## WORK ITEM
In the listing below, find each line holding "Mark" and copy it.

## SUPPLIED RECORDS
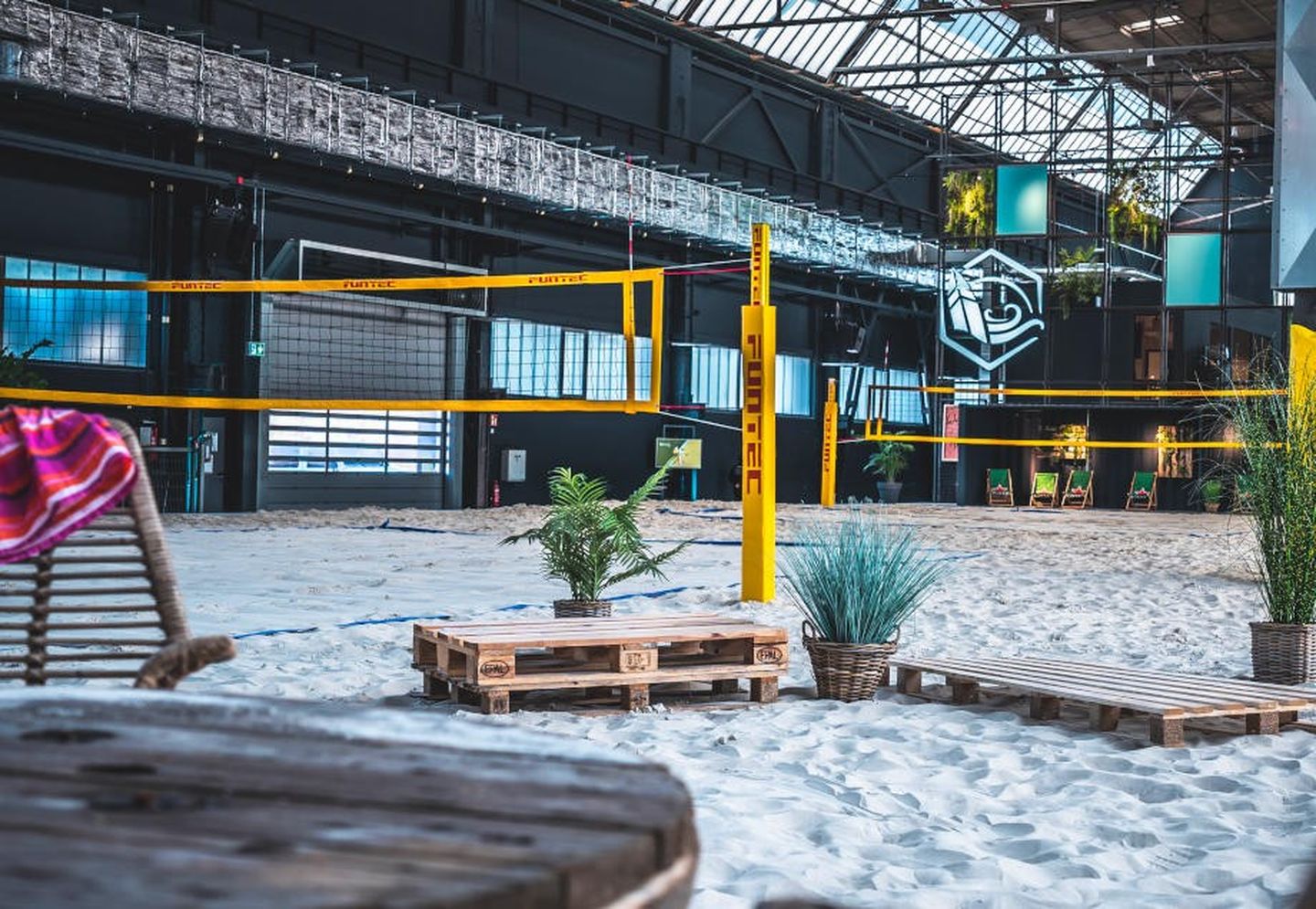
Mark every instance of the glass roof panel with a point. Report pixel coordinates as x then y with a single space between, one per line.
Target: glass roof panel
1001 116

--

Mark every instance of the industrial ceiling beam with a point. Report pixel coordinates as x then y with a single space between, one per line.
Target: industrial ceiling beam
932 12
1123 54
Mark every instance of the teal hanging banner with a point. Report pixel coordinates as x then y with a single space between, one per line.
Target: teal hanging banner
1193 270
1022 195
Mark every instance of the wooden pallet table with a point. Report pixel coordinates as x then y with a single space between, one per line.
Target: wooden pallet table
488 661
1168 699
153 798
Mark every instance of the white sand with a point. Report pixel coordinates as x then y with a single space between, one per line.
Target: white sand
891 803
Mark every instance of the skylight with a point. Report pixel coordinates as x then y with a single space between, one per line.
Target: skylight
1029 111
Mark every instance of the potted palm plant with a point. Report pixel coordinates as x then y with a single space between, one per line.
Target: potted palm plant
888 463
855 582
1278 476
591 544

## WORKED SOLUTION
Mark every instance of the glass roof panel with a point. Report pixel coordinates as x then y with a single space between, one per line.
Mark every instance of the industrial ceiling beam with a point. Report pixel coordinates as x then y with a single space between, one per line.
Mark every instance of the teal hanging banner with a point. Report pixel coordinates as x then y with a single space between, one per line.
Mark every instance of the wooden pallet table with a point. Report pixel coordinates as x then y with a single space between, one per line.
Mark every instance of the white sand with a point. Report pixel coordinates as x then y with a single space between, one per line.
Mark every instance of the skylight with a point. Report pixel coordinates as x then y with a single space between, one per line.
Mark every instance of the potted palm plant with a point. Report pixel coordinates as x then y with a single space between, one per line.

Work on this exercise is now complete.